▶ [MATERIAL SHOWN]
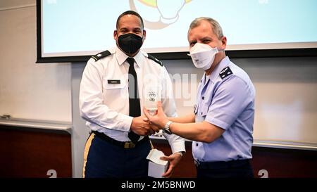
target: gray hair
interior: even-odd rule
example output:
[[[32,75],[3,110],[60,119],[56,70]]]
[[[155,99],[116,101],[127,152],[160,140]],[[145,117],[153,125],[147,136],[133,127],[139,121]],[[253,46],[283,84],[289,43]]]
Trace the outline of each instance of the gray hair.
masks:
[[[221,28],[219,23],[213,18],[207,17],[201,17],[194,20],[192,23],[190,23],[188,32],[189,32],[192,29],[199,26],[203,20],[208,21],[211,25],[213,33],[216,34],[218,39],[220,39],[223,37],[223,29]]]

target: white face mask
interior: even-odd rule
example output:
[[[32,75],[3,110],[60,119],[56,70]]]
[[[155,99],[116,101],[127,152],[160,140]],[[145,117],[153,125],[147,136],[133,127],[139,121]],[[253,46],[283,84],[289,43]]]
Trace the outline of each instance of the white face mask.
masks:
[[[206,70],[211,68],[216,54],[219,51],[223,51],[223,49],[218,50],[216,47],[211,48],[208,44],[196,43],[190,49],[190,54],[188,54],[188,56],[192,57],[192,63],[196,68]]]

▶ [PROBLEM] Retype the lines running from the one with "target: white face mask" to the end of the items, keeping every character as it stands.

▶ [THE COMPLETED TASK]
target: white face mask
interior: even-odd rule
example output:
[[[32,75],[3,110],[60,119],[56,70]]]
[[[155,99],[116,101],[127,152],[160,140]],[[145,117],[153,125],[147,136],[133,127],[139,121]],[[253,46],[283,84],[289,43]]]
Trace the outline of each instance of the white face mask.
masks:
[[[206,70],[211,68],[216,54],[219,51],[223,51],[223,49],[218,50],[216,47],[211,48],[208,44],[196,43],[190,49],[190,54],[188,54],[188,56],[192,57],[192,63],[196,68]]]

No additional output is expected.